Count the lines in the records below that contain the string "label". Reply with the number alone.

■ INFORMATION GIVEN
┄┄┄┄┄┄

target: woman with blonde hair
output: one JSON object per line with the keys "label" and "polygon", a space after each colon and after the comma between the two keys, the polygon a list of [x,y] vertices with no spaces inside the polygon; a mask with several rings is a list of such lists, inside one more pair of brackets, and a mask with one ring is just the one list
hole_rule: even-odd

┄┄┄┄┄┄

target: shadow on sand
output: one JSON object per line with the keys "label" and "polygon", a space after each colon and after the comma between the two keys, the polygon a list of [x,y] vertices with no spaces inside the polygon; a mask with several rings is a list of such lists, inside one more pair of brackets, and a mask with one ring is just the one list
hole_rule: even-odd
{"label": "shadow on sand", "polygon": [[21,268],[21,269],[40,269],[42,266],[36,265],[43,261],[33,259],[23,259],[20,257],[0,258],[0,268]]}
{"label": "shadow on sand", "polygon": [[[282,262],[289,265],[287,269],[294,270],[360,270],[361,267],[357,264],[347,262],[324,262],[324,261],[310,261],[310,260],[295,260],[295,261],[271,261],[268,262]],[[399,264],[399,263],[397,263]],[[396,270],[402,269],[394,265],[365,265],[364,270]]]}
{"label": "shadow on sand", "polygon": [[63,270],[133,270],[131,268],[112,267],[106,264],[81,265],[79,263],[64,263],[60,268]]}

┄┄┄┄┄┄

■ TASK RESULT
5